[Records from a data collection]
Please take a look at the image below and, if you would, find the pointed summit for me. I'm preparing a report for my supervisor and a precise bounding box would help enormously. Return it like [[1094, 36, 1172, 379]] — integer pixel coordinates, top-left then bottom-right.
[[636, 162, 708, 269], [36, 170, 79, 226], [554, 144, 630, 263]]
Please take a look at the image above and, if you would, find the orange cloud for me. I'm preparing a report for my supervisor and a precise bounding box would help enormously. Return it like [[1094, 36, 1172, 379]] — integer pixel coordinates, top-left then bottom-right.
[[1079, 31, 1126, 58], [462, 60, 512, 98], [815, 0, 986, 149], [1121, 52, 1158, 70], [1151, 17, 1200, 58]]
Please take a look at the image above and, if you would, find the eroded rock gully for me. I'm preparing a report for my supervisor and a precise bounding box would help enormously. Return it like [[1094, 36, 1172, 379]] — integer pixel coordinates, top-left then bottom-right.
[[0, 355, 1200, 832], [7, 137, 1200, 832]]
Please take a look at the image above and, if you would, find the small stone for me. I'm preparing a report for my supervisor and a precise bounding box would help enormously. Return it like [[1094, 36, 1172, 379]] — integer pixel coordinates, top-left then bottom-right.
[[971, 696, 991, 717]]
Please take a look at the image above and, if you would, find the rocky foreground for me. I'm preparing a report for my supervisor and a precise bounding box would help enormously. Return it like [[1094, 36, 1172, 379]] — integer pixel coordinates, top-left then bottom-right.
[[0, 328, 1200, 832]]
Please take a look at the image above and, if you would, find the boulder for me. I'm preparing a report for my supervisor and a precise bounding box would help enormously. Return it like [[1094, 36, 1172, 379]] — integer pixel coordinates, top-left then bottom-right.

(What you are asked to do): Every record above should be copied exactly.

(Output below):
Please take a look at the image below and, if you would, find the pointed summit for me. I'm preparing a report for my supervisor and a precise bounding box would help enormously. Return it like [[1094, 36, 1172, 379]] — integer pixel coordinates, top-left then bottom-right.
[[636, 162, 708, 269], [36, 170, 79, 226], [554, 144, 630, 263]]
Please take a look at the image above and, if you would, find the orange cloud for me. I'm preparing a report for my supervisor and a precise bounding box would help enormously. Return it like [[1094, 36, 1172, 379]] — integer pixel coordinates, top-left then bottom-right.
[[1079, 31, 1126, 58], [462, 60, 512, 98], [815, 0, 986, 149], [1121, 52, 1158, 70], [1151, 17, 1200, 58]]
Please take a look at the image above and, if you would, find the eroded rock gully for me. I'm preparing a report for my supervisor and a precise bounding box would help enormously. Return it like [[1094, 36, 1172, 379]] — integer pixel coordinates, top-left then bottom-right.
[[0, 355, 1200, 832], [7, 137, 1200, 832]]
Please take a look at the image above and, if you would, find the small stone for me. I'm preparing a report for my supervisor and a precise bounding box would help enormously. Return it like [[1094, 36, 1172, 379]] — integer pixel coordinates, top-left then bottom-right.
[[971, 696, 991, 717]]
Please take a look at the image above and, if you would, find the rocky foreground for me. I'm preparing a report for my supervisor and a precise bounding box would help enormously. Return it like [[1094, 36, 1172, 379]] — integer pixel coordinates, top-left then bottom-right.
[[0, 328, 1200, 832]]
Please take a look at the image above and, if you would, find the boulder for me. I'm preparing a report for my supervisor and a precise bounding box would help enormously. Return it like [[1094, 36, 1172, 379]] — integer pixel coordinates, top-left then bottom-right.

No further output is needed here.